Annotated coordinate records:
——————————

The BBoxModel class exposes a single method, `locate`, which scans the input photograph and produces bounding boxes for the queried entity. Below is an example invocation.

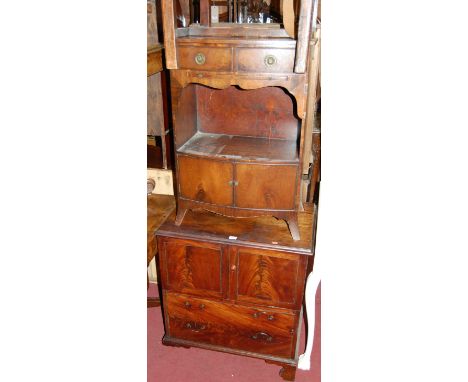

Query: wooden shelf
[177,132,299,163]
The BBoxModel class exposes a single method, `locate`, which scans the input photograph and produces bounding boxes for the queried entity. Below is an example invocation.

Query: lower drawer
[164,293,297,358]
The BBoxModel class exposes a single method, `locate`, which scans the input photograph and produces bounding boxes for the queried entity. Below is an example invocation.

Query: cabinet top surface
[156,203,314,255]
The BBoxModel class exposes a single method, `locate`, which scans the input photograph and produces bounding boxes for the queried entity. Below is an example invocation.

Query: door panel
[231,248,307,309]
[235,163,297,210]
[178,155,233,206]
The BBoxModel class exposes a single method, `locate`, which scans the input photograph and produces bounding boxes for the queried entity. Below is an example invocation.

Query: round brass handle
[195,53,206,65]
[263,54,278,67]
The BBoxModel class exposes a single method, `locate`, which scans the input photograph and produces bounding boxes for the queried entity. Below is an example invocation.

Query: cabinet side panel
[235,163,298,210]
[197,86,299,140]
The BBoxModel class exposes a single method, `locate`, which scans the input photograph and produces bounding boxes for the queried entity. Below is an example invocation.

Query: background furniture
[156,0,320,380]
[147,0,171,169]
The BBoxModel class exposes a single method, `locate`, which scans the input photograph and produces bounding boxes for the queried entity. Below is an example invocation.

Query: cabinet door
[230,247,307,309]
[158,238,229,299]
[178,155,233,206]
[235,163,297,210]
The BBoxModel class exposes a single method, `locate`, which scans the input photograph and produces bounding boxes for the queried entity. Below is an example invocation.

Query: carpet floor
[147,284,321,382]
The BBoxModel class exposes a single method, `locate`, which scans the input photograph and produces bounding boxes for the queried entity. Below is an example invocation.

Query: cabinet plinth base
[174,205,188,226]
[265,360,297,381]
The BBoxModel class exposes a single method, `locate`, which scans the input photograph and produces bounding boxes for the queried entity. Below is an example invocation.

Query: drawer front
[230,247,307,310]
[158,238,229,299]
[164,293,297,358]
[237,48,295,73]
[177,46,232,71]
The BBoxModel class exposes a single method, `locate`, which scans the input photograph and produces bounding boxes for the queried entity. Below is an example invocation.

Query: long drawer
[164,293,297,358]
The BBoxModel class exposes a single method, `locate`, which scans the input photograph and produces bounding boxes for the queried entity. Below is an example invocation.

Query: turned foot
[279,365,296,381]
[175,208,187,226]
[287,216,301,241]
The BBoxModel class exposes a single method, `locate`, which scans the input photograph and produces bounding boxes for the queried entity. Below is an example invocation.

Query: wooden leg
[162,337,190,349]
[287,215,301,241]
[279,365,296,381]
[175,208,187,226]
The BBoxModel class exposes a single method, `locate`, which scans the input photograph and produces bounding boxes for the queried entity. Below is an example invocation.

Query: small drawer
[237,48,295,73]
[165,293,297,358]
[177,46,232,71]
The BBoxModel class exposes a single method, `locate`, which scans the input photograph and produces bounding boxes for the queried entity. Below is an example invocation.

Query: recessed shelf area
[177,131,299,163]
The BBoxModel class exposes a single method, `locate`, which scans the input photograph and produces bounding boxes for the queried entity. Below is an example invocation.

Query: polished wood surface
[178,132,299,163]
[146,194,175,308]
[156,208,315,380]
[159,239,229,299]
[178,156,234,206]
[195,84,300,140]
[158,206,315,255]
[235,163,298,210]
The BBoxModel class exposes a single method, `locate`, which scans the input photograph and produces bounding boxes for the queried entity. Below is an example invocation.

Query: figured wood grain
[146,44,163,76]
[237,48,294,73]
[178,155,233,206]
[235,163,298,210]
[235,247,307,309]
[294,0,317,73]
[178,132,299,162]
[195,85,300,140]
[171,69,307,119]
[165,293,297,358]
[161,0,177,69]
[171,78,198,149]
[158,206,315,256]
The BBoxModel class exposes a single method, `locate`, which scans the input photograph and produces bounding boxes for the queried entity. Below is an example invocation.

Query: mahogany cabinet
[156,207,315,380]
[162,0,312,240]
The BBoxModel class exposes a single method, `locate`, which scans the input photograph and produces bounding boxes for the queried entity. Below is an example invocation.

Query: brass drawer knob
[195,53,206,65]
[263,54,278,67]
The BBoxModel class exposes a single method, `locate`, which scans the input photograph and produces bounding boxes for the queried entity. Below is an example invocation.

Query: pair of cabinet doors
[178,155,298,210]
[158,237,307,310]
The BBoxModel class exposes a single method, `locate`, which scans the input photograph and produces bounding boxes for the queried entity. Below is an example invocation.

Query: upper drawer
[237,48,294,73]
[177,46,232,71]
[158,238,229,299]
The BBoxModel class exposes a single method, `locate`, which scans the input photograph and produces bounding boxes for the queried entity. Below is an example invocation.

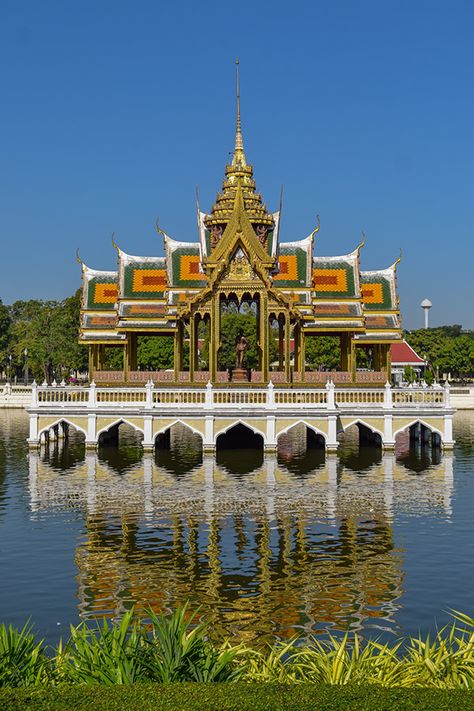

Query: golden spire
[204,59,273,232]
[232,59,246,166]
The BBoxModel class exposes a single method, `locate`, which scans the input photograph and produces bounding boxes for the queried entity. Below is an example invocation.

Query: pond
[0,410,474,643]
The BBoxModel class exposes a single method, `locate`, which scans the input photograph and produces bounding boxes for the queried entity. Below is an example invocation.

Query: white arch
[393,417,444,441]
[96,417,145,441]
[341,417,383,438]
[277,420,327,442]
[153,419,204,440]
[214,420,267,445]
[38,417,87,439]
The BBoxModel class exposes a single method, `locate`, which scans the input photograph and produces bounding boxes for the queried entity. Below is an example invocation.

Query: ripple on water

——————————

* _Exercise brief_
Pictures in the records above are not copied; print everything else exactly.

* _Solution for this exercise_
The BBoxModel class exposes a single method, `locate`, which scans the input photograph and produces bounding boxes for the queried entity. Below is an example invocation.


Query: wooden shelf
[177,132,299,163]
The BBoxModel class exposes a single method, `locate`, which scans the input photograph and produces bounding boxes for the queried entity. Below is an example invocation.

Query: lower drawer
[164,293,297,358]
The BBoxModel class exposes a single method, `locate`, which scans the input photograph and produces bounding boxes for the queried entity. Below is an example invocation.

Query: cabinet top surface
[156,203,314,255]
The BBoxModel class exposes a single method, `locate`, which scans the input photograph and produces bounding boxes for the queried entity. Below is an example invocation.

Query: door panel
[231,248,307,309]
[235,163,297,210]
[178,155,233,206]
The BBoxModel class exposes a single method, `locate`, which scans the input photograph and produces bounding boxes for the queried entity. Below is an example invocation.

Query: round brass handle
[195,53,206,65]
[263,54,278,67]
The BBoxModel class exposes a single method, `locate`, which scans the input photograph and produces bounding boxes for the queried entity. Below is an example invocation.

Query: cabinet side panel
[235,163,298,210]
[197,86,299,140]
The BBoxModel class exposes a single method, `locate`, which scans the input photograph and produces bounding boxes for the queried entity. Below is an example invocation.

Query: background furniture
[156,0,320,380]
[147,0,171,169]
The BBoxModel class exposes a single method, `locate`, which scans the input photograph and produces bounding boxes for the queried entity. Below is an example invocation.

Query: cabinet door
[230,247,307,309]
[158,238,229,299]
[178,155,233,206]
[235,163,297,210]
The BBoxModel class exposes a single method, `locate`, which scans the input photograph and produces bounding boxes for the queried entity. Below is an example invocation.

Query: carpet floor
[147,284,321,382]
The BBoxModel class exposes a single method, `locate`, which scans the input photograph and produces bounding boxes for the queried entity. Below is an example invocation.

Query: cabinet plinth base
[174,205,188,226]
[265,360,297,381]
The BBoxModel class exposes a single method, `locate`, which scans the input photograph and produces bounding boxes for the queried entity. Below is an example invocation.

Query: drawer front
[230,247,307,310]
[158,238,229,299]
[164,293,297,358]
[237,48,295,73]
[177,46,232,71]
The BBoxModel class exposes a single method, `locate`, which scans the input photograph and produces bounding boxes for the queried entity. Below is an example invocation.

Query: long drawer
[164,293,297,358]
The BBoxModel class exposes a single method, `locate`, which scans the input photograph and produces bounding boxes for the queried entity. Below is an example invocation.

Query: turned foot
[279,365,296,381]
[175,208,187,226]
[287,216,301,241]
The BBoxModel class exposes a single method, `locate`, which scans the input photograph and produces bounding boxes for the queried entity. Below is an example invocation.

Query: wooden leg
[162,337,190,349]
[287,215,301,241]
[279,365,296,381]
[175,208,187,226]
The BBoxModel class exposes a single method, `locate`, which scans the input photograph and produces bounding boxes for the queried entity. Below is an example invocation.

Query: small drawer
[237,48,295,73]
[165,293,297,358]
[177,46,232,71]
The BBoxModel class exposes a single method, `locate`, which scans the input photograph and produces bounding boxes for the queried entity. Below is an example invocation.

Query: recessed shelf area
[177,131,299,163]
The BBoxModel class exposes a single method, `locate`, which scans the input photograph and produces bounding boxes for the queried entity. Below is an example invocation.

Query: polished wood surface
[178,132,299,163]
[146,194,175,308]
[156,208,315,380]
[159,239,229,299]
[178,156,234,206]
[195,84,300,140]
[158,206,315,255]
[235,163,298,210]
The BBoxModel class exposes a single method, `locate`, which scans the input photograph and produces bounding boxes for the queried entity. Below is an example invocation.

Query: figured wood grain
[146,44,163,76]
[237,48,294,73]
[178,155,233,206]
[235,163,298,210]
[235,247,307,309]
[294,0,317,73]
[178,132,299,162]
[195,85,300,140]
[171,69,307,119]
[165,293,297,358]
[161,0,177,69]
[171,78,198,149]
[158,206,315,256]
The BBoxModel class exposes a single method, `locate`, which scans the input photograph and produces bounding boxes for the queried entity. Below is an example invocation.

Query: mahogany cabinet
[156,207,315,380]
[162,0,312,240]
The BBoxModel class exposes a single method, `locate`, which scans the input photograph and produces bounding boxes for the queried entity. Below is an example invocation.

Query: brass drawer knob
[195,53,206,65]
[263,54,278,67]
The BBoxModel class exposes a single method, `locate`, which scans the input photograph and produces bounding boxes for the queried entity. Below is an example invocation.

Query: pair of cabinet doors
[178,155,298,210]
[158,237,307,310]
The BBoxModel class exposes a single method, `locate`, which scans the input photograph and produces bounding boxes for the queried entity. Below is an example invocation.

Query: upper drawer
[237,48,294,73]
[177,46,232,71]
[158,238,229,299]
The BBoxModel class exposes a single method, `locate`, which scans the input photograph and produces bounding boxes for the queried entity. Below is an example invocation.


Query: golden spire
[204,59,273,232]
[232,59,246,166]
The BBoxModel class exposes a single method, `locate`, which scans the input photograph and produces bounding boxes for the queried entity. Below is an example invocation.

Query: pond
[0,410,474,643]
The BBoxModel class exposes a single method, `locate`, which scans the input photograph and produces bounding boxes for the queried entity. Below is an example invocation.

Query: white arch
[393,417,444,441]
[96,417,145,441]
[341,417,383,438]
[277,420,327,442]
[153,419,204,440]
[214,420,267,445]
[38,417,87,439]
The BBoxModel class exposes a single method, `locate`, which scans the input photograph and produces bounding boxes for the queried entity. Below is an example invocation.

Query: ripple on water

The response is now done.